You’ve probably heard the term “varicose veins” before. These refer to enlarged veins, typically in the legs. The veins may be dark blue or purple, and can appear twisted and bulging.
What Are Varicose Veins?
First we should point out that varicose veins are not always harmful. While many find them unsightly, they are often harmless. In other cases, though, they may lead to cramping and swelling, achy or heavy feelings in your legs, itching sensations around the veins, and/or worsened pain after long periods of sitting or standing. If the symptoms include the vein changing color and hardening with inflammation of the nearby skin, it indicates a particular vascular disease that requires medical attention.
Usually, exercise, compression stockings, and elevating your legs are enough to treat varicose veins’ symptoms. But, should these not work, see your doctor. Keep in mind, it’s not a bad idea to address these symptoms before pain develops.
Plenty of “common knowledge” floats around regarding what age groups are at risk for varicose veins. We intend to clear the air and expose the truths and myths of what you might have heard.
Age takes its toll on all of the body, including our vascular system. Our veins are filled with valves that help regulate blood flow—with time, these valves deteriorate or stop functioning with proper timing, interrupting blood flow. Blood begins to pool rather than flow, and the veins stretch as blood begins to collect where it should be flowing. This process continues as we age, so that the symptoms are usually more pronounced in older people because the condition has advanced further.

_ _ _ _ _

Problem set:
- A) In the article on varicose veins, which three measures are said to usually be enough to treat the symptoms?
- B) Continue the article on varicose veins from where it stops.

[Items listed in a dataset]
_ _ _ _ _

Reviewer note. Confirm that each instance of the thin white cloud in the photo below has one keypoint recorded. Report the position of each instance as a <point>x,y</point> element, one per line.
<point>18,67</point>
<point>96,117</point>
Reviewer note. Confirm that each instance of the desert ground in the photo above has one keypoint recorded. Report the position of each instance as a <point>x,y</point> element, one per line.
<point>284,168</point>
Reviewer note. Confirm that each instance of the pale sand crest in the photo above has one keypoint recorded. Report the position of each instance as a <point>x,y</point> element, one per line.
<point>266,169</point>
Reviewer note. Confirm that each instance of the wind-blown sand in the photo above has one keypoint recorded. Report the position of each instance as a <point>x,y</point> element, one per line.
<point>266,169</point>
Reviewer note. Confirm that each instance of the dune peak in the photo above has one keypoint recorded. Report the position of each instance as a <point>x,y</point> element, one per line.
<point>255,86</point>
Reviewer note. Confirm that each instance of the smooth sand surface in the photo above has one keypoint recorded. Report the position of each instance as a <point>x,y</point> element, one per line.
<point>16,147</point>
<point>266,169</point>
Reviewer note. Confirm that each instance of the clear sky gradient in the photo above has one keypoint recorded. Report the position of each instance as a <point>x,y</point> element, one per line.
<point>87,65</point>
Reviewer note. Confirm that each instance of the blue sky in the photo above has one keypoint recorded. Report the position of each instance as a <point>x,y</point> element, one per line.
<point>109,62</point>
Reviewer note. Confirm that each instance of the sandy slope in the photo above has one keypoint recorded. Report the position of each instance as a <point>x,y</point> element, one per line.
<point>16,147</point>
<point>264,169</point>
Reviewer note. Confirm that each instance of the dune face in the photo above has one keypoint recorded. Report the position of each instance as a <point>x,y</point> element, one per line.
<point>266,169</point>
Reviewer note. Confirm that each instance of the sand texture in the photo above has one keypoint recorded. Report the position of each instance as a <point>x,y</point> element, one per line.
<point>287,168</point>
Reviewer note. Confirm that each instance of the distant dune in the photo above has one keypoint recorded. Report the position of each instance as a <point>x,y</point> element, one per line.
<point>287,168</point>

_ _ _ _ _

Solved problems:
- A) Exercise, compression stockings, and elevating your legs.

- B)
Youth and Varicose Veins
Age is a factor in varicose veins, but another major contributor to them is hereditary. Varicose veins can show up in someone whether they’re 71 or 17. If you think you may have varicose veins, look closely at your symptoms, perhaps getting an opinion from someone who doesn’t look at your legs as often as you. Are the veins in your legs apparent? Are they a deep blue or purple color? And do your legs ache or itch? If you answered “yes” to these questions, you very well could have varicose veins—don’t think you can’t just because of your age.
The good news is, treatments of varicose have become much less invasive in the past few decades. This means it’s often worthwhile to treat them while you’re young, before the symptoms worsen. Superior modern treatments mean that recurrence of varicose veins are much less likely now than before.
If you’re young and showing symptoms of varicose veins and your family has a history of them, it may be worth it to call a doctor and getting them treated now, before conditions worsen.